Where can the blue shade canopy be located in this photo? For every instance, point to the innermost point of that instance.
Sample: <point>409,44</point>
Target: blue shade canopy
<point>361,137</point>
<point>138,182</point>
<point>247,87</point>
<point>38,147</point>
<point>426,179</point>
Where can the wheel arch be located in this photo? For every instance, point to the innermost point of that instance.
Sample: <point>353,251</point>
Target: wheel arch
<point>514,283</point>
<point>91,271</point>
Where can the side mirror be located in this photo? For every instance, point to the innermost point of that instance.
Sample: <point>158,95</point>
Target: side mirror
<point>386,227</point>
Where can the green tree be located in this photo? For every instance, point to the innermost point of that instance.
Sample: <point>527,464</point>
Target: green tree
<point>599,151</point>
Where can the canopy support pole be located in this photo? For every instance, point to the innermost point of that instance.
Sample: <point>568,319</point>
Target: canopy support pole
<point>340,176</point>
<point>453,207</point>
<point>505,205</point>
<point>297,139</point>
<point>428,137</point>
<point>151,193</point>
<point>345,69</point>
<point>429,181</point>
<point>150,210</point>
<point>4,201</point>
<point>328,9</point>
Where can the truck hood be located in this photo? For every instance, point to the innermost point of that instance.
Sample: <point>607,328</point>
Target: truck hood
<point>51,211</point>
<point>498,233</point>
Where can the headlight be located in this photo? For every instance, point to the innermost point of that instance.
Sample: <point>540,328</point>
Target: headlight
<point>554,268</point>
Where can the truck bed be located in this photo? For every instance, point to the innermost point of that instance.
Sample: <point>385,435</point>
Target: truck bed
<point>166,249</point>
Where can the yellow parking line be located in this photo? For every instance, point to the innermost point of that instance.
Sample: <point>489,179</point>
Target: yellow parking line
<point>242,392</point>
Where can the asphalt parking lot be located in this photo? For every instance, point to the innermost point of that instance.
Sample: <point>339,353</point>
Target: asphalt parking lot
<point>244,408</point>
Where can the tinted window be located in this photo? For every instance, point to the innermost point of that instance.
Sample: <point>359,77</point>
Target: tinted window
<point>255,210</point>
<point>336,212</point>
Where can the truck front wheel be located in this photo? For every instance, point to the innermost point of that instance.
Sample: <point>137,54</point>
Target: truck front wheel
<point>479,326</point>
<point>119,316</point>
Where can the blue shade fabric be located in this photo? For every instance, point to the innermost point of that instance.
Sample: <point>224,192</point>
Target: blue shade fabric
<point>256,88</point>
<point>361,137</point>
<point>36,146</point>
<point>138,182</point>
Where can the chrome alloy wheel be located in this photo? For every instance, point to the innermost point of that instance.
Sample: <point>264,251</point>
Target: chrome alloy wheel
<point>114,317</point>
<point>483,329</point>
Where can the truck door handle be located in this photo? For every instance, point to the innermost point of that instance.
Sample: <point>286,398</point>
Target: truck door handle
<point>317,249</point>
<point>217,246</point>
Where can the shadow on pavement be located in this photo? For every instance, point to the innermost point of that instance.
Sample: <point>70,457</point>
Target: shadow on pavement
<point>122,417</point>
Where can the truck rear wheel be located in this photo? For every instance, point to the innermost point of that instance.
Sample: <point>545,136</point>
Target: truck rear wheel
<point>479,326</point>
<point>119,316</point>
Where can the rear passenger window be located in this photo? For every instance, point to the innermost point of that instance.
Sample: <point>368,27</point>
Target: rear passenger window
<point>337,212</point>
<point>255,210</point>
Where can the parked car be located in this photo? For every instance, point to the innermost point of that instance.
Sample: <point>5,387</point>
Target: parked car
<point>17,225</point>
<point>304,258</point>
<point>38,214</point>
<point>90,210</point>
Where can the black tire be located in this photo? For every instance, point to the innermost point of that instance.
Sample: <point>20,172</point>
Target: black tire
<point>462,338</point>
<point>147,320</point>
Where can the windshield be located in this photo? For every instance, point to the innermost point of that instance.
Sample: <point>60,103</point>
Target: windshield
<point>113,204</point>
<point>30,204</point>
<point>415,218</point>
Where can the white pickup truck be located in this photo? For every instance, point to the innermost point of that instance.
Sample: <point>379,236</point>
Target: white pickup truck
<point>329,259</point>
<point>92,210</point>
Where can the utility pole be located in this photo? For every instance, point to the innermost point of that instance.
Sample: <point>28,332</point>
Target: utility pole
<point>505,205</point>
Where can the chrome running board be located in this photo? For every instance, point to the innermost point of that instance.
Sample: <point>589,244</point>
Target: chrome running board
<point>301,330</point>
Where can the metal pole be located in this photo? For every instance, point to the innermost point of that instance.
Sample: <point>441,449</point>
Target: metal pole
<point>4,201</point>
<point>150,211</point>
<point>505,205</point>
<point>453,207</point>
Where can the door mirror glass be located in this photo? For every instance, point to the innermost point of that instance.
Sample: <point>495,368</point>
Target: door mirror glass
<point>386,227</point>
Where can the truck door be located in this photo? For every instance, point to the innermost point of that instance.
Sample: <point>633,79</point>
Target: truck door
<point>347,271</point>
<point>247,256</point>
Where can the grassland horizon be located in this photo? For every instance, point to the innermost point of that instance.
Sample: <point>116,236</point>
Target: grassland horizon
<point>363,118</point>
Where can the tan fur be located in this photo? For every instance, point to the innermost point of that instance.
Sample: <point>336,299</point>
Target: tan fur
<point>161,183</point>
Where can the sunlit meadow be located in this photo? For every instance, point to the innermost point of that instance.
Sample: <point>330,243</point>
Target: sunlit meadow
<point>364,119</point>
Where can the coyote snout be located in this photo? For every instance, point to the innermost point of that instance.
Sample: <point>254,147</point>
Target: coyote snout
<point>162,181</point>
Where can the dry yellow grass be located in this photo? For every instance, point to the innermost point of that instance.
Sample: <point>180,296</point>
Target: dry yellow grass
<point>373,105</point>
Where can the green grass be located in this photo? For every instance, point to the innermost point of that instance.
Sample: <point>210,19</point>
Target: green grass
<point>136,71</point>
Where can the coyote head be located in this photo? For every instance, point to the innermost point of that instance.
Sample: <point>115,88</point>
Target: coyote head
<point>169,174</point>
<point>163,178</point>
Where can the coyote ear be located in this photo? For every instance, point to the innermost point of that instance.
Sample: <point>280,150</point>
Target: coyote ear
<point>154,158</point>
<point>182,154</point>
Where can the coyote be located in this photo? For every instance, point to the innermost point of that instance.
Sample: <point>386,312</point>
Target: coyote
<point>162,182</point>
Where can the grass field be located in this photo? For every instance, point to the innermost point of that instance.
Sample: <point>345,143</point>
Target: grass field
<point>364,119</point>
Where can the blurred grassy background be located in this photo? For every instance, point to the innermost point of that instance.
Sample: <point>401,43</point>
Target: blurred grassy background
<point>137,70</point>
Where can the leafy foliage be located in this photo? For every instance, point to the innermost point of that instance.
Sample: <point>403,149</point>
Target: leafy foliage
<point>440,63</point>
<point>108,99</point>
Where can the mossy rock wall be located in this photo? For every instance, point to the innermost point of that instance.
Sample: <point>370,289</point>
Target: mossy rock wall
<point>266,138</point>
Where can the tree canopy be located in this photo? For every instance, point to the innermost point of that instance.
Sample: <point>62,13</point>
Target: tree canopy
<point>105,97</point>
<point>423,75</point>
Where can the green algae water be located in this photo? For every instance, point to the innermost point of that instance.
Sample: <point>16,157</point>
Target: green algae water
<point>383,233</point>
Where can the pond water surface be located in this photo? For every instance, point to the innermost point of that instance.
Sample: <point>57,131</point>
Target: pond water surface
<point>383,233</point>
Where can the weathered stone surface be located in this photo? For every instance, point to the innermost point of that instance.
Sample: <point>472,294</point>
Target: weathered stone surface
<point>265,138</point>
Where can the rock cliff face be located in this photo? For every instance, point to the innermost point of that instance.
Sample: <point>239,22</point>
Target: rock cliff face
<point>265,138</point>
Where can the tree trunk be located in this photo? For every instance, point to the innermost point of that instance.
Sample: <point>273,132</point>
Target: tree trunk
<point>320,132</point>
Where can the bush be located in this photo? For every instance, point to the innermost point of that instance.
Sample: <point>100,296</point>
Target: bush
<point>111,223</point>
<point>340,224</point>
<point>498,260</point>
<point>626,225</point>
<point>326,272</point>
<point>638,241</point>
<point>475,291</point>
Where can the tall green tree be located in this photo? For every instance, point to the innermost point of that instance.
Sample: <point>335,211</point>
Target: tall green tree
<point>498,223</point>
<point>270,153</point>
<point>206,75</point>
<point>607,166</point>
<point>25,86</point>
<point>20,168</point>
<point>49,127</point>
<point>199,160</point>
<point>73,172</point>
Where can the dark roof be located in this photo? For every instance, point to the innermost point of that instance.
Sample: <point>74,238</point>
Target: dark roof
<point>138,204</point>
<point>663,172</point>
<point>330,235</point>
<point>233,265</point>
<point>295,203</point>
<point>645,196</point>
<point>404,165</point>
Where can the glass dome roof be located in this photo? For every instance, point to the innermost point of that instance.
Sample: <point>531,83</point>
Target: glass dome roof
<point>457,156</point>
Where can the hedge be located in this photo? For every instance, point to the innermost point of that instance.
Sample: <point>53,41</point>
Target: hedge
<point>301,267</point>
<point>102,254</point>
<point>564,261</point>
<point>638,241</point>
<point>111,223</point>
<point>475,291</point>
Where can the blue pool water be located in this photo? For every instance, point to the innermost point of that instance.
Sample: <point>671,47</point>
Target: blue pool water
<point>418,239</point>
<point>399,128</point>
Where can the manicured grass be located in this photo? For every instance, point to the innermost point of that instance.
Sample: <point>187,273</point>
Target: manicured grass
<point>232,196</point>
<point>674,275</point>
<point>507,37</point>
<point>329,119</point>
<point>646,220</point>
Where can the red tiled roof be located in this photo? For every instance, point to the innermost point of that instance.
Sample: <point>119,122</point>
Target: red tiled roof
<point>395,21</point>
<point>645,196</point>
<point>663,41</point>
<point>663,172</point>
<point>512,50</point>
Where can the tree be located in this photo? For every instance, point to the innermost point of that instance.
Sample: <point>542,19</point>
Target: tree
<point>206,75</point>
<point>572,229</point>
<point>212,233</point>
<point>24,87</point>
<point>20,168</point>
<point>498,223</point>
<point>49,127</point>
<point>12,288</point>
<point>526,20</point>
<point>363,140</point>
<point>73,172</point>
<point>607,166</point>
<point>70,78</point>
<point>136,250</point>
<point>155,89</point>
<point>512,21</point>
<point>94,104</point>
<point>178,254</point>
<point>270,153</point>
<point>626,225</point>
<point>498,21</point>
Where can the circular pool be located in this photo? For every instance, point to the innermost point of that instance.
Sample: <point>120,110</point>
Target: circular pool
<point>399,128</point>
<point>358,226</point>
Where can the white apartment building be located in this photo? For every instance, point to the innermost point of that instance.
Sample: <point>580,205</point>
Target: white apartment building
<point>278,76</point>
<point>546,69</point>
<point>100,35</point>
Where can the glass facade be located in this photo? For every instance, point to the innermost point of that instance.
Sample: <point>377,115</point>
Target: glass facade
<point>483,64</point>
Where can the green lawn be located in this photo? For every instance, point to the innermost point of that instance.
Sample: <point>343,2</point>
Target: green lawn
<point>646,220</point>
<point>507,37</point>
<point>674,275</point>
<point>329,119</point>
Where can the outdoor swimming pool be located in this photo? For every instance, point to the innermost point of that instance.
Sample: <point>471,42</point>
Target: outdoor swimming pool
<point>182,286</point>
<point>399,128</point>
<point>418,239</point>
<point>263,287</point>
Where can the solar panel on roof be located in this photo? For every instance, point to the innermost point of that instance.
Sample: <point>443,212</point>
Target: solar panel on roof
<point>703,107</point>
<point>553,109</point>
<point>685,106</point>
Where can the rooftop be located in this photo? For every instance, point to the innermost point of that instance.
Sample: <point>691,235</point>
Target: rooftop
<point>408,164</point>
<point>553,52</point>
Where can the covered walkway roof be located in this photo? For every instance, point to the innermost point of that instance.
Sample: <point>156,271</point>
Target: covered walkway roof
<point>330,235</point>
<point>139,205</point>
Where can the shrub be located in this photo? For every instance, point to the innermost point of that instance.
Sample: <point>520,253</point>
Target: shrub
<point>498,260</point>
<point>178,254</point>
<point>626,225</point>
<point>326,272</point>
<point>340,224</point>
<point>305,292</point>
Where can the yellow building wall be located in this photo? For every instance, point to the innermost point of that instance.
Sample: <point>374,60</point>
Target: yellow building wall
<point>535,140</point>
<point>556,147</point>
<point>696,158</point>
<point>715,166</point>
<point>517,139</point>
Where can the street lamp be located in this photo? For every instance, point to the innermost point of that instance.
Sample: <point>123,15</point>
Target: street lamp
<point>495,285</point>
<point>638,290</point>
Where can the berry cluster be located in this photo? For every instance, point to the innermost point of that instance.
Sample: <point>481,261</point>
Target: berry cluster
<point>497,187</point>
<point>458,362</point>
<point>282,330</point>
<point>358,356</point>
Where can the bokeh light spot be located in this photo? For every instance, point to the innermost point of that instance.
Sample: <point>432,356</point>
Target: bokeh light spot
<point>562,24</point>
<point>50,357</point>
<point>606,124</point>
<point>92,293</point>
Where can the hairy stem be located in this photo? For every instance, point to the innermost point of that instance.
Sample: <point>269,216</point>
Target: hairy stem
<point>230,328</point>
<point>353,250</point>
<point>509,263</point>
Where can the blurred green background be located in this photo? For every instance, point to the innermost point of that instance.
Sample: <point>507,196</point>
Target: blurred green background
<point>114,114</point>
= = = = =
> [WHAT IS BEING ASKED]
Retype the entries above, starting at the line with "Where can the side" and continuing up to and including the line with "<point>166,249</point>", with every character unchanged.

> [TASK RESULT]
Where can the side mirror be located in this photo? For every instance, point to the innermost point of that instance.
Sample: <point>158,95</point>
Target: side mirror
<point>386,227</point>
Where can the green tree be located in this photo? For every instance, point to the innermost point of that instance.
Sample: <point>527,464</point>
Target: green tree
<point>599,151</point>
Where can the canopy support pole be located in this photo? For every instance, point to the innermost point of that instance.
Sample: <point>568,319</point>
Target: canopy support pole
<point>340,176</point>
<point>453,207</point>
<point>505,205</point>
<point>297,139</point>
<point>428,137</point>
<point>151,193</point>
<point>345,69</point>
<point>429,181</point>
<point>150,210</point>
<point>4,201</point>
<point>328,9</point>
Where can the truck hood be located in this photo? For every instance, point to the innermost point of that instance.
Sample: <point>607,328</point>
Target: truck hood
<point>51,211</point>
<point>498,233</point>
Where can the headlight be located in this photo? For every instance, point to the innermost point of that instance.
Sample: <point>540,328</point>
Target: headlight
<point>554,268</point>
Where can the truck bed be located in this photo? For every instance, point to the innermost point of that instance.
Sample: <point>385,435</point>
Target: truck bed
<point>166,249</point>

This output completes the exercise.